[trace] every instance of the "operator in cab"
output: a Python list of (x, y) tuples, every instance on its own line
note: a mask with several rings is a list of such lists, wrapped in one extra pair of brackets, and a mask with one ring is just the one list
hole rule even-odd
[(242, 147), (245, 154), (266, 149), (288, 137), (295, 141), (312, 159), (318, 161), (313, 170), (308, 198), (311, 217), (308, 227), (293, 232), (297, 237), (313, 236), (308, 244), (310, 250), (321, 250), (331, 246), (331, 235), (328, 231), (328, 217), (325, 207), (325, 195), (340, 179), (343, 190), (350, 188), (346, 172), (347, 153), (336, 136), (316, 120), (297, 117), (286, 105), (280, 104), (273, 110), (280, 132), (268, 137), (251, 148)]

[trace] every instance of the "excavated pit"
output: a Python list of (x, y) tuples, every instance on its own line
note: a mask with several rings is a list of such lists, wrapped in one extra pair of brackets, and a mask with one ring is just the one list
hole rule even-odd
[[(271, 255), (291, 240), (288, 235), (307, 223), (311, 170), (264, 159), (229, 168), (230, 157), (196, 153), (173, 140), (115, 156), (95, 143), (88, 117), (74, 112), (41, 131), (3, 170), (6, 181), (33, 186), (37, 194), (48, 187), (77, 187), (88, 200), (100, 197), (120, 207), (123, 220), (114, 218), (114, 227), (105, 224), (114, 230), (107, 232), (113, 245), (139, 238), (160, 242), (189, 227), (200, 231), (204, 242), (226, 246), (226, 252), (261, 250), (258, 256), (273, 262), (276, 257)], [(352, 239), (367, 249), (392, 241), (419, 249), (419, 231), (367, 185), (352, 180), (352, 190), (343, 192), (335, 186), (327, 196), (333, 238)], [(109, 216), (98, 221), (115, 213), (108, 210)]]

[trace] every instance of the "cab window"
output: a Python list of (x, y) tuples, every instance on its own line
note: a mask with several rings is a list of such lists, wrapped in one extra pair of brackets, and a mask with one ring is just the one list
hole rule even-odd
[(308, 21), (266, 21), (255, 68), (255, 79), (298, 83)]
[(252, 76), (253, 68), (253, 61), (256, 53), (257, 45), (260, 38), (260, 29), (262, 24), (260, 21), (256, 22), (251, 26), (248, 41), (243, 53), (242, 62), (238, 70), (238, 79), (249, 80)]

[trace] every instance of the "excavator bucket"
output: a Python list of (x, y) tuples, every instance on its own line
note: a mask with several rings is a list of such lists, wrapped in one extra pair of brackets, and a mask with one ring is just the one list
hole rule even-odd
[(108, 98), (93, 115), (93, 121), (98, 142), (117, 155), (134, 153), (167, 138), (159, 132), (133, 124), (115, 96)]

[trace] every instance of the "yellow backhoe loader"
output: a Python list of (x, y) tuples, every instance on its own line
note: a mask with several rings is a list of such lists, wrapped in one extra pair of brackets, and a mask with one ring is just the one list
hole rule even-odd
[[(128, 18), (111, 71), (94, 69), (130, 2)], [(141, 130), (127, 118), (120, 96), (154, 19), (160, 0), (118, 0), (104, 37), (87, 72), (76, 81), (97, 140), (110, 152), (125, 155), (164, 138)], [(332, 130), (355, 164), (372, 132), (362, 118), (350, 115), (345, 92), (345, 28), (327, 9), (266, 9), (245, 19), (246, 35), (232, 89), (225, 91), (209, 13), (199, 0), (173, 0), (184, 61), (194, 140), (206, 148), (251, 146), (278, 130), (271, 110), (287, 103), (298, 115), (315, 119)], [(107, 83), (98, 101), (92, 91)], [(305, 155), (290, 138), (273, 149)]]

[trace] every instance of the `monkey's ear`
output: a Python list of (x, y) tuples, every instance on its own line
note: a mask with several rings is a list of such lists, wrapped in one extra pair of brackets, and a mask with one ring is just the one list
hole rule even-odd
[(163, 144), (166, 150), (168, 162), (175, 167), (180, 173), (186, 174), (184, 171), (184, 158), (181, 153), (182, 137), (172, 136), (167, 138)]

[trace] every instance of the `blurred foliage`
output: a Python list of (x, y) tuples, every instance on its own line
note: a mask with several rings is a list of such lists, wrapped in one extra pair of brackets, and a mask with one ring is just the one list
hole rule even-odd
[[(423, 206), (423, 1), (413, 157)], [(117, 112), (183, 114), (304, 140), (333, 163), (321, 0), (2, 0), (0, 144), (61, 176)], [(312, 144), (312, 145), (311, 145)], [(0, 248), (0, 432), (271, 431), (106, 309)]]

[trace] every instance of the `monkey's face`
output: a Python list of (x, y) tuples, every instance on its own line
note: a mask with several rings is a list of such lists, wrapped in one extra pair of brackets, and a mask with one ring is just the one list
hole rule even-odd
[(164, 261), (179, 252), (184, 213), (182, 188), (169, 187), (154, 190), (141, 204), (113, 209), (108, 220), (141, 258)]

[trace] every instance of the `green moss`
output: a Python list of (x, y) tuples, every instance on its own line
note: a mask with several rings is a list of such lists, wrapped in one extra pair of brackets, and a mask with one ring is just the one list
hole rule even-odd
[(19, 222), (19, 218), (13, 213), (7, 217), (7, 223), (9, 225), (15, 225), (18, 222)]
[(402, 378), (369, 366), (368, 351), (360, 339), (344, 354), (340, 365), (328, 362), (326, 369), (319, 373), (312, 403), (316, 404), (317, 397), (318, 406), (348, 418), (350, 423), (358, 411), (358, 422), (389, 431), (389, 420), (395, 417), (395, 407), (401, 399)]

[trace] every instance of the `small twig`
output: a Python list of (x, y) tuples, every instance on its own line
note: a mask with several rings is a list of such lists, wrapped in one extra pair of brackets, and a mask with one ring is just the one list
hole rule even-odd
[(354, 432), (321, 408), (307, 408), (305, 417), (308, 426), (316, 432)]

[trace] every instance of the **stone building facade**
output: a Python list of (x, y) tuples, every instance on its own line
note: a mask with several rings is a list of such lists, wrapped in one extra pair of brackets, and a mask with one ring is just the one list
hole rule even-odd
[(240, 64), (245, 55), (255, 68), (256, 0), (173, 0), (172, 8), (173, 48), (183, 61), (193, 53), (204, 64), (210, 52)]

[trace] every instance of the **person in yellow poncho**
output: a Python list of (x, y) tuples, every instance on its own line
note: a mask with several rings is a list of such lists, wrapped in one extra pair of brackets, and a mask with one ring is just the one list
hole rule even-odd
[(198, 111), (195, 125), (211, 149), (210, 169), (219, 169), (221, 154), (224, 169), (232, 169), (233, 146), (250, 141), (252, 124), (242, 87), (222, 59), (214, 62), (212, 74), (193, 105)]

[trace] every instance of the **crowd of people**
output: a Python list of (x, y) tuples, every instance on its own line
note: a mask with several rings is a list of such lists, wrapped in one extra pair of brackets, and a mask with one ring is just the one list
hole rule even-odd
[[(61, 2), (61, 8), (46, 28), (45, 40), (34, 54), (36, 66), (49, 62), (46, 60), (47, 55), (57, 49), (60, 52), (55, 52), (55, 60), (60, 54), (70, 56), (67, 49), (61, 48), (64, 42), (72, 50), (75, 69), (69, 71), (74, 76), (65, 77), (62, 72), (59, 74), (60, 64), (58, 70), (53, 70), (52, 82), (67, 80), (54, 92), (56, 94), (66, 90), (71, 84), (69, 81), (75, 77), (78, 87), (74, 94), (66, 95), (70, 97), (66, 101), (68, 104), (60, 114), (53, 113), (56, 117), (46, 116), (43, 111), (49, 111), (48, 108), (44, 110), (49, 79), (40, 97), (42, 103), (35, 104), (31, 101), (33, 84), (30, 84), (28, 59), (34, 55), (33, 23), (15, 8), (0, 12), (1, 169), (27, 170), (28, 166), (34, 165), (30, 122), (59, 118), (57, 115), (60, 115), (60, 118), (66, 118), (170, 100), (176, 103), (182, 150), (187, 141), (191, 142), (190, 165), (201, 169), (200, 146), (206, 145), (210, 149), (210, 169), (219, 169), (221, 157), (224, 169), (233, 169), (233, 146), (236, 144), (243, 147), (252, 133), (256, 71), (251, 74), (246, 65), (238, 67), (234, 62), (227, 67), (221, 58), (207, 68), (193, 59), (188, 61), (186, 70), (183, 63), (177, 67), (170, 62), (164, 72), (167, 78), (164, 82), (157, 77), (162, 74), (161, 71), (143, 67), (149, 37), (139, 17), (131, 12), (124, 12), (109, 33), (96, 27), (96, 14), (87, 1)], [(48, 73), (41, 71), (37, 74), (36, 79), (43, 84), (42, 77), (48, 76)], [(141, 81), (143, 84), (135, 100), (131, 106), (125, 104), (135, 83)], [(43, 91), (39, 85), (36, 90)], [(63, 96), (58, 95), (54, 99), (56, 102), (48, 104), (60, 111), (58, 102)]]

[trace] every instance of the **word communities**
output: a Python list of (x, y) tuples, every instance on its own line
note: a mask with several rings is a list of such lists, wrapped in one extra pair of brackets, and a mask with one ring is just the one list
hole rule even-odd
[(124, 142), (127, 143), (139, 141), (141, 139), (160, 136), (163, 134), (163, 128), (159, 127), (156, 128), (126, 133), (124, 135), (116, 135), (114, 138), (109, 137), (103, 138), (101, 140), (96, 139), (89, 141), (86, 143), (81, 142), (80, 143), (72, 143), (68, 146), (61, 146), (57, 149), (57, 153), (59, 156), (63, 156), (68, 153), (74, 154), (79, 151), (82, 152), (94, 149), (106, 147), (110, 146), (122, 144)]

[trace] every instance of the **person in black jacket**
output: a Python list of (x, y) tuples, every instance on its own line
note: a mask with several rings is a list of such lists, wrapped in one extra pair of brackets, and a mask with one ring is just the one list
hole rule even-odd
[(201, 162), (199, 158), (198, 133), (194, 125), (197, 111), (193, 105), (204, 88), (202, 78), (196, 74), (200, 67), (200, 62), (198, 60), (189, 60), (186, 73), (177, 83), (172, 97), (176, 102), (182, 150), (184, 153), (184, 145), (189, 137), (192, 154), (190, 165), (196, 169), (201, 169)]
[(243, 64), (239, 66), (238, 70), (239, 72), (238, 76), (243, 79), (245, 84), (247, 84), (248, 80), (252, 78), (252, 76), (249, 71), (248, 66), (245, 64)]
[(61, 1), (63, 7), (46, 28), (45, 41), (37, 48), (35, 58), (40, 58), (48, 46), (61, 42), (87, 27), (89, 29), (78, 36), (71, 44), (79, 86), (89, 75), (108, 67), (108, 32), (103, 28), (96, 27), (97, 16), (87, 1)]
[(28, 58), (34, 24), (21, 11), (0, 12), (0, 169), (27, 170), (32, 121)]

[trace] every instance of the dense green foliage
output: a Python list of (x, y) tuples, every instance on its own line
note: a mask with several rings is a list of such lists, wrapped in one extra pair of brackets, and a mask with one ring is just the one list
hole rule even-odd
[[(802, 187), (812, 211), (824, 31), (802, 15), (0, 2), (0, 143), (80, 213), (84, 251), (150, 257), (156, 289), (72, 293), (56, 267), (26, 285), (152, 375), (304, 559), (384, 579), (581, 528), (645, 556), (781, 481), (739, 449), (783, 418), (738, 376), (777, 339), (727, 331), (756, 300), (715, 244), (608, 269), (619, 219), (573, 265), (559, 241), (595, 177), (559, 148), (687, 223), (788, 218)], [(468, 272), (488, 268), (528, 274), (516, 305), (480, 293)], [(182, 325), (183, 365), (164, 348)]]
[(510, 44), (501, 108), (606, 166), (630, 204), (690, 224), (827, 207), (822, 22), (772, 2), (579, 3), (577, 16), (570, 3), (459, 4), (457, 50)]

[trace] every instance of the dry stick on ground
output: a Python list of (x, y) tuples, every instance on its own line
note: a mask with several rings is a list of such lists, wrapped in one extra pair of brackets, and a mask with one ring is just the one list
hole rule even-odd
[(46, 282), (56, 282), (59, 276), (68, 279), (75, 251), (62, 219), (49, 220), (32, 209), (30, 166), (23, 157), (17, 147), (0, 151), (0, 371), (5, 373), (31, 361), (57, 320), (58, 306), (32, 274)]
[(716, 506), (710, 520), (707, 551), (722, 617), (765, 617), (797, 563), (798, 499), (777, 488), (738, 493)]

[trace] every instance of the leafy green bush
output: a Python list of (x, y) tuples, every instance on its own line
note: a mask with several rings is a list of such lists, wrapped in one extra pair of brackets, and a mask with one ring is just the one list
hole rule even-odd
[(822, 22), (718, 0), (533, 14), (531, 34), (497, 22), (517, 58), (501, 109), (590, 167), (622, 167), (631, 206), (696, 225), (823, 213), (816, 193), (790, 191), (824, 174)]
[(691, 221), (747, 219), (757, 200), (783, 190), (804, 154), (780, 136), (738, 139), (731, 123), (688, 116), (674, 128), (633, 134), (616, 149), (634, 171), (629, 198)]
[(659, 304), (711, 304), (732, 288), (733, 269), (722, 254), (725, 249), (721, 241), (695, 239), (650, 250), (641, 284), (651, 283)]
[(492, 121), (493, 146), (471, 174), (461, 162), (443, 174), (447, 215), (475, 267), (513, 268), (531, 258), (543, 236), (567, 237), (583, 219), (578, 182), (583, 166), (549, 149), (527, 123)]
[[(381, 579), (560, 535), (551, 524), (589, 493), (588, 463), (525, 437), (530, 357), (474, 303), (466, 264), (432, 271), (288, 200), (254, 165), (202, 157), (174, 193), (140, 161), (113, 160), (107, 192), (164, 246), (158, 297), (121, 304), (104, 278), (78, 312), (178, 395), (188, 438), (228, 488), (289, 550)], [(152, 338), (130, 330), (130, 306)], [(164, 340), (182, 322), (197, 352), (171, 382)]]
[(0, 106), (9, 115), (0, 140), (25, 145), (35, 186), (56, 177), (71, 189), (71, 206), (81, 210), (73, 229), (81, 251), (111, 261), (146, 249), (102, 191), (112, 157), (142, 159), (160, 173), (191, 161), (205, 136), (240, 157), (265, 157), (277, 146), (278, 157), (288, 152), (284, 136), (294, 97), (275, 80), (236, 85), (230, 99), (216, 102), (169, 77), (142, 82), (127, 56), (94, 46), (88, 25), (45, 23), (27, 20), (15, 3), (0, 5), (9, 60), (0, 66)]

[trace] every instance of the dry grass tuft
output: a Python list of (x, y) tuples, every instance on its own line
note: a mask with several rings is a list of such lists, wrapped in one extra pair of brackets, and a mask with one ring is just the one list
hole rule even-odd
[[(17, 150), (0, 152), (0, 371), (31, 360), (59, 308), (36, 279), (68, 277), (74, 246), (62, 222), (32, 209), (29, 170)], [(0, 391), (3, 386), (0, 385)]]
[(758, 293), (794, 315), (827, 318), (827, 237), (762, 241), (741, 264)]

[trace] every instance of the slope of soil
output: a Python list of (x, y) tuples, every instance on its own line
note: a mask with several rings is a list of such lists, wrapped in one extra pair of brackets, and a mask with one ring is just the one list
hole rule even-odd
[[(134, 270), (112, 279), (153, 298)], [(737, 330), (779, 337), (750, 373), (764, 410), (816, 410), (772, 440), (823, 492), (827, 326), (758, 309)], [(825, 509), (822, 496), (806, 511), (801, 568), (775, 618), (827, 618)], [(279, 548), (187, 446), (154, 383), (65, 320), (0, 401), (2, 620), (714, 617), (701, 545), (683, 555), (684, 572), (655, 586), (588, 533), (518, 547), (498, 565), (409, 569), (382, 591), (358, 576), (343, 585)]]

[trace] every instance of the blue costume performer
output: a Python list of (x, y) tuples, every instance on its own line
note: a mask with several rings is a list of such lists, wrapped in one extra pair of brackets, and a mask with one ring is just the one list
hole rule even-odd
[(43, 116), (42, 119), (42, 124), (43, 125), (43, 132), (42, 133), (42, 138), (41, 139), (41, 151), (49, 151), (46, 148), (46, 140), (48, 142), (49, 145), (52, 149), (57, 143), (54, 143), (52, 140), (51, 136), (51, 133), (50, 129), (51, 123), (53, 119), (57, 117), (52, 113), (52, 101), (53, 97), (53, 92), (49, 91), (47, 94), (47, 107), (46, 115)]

--- YOUR INSTRUCTIONS ---
Copy everything from the first of the lines above down to the line containing "137), (251, 148)]", including both of those lines.

--- RESULT BELOW ---
[trace] every instance of the "operator in cab"
output: a Python list of (x, y) tuples, every instance on its own line
note: a mask with several rings is a list of such lists, wrapped in one extra pair of brackets, and a mask with one ring is just the one list
hole rule even-odd
[(242, 147), (245, 154), (266, 149), (288, 137), (295, 141), (312, 159), (318, 161), (313, 170), (308, 198), (311, 217), (308, 227), (293, 232), (297, 237), (313, 236), (308, 244), (310, 250), (321, 250), (331, 246), (331, 235), (328, 231), (328, 217), (325, 207), (325, 195), (340, 179), (343, 190), (350, 188), (346, 172), (347, 153), (336, 136), (316, 120), (297, 117), (286, 105), (280, 104), (273, 110), (280, 132), (268, 137), (251, 148)]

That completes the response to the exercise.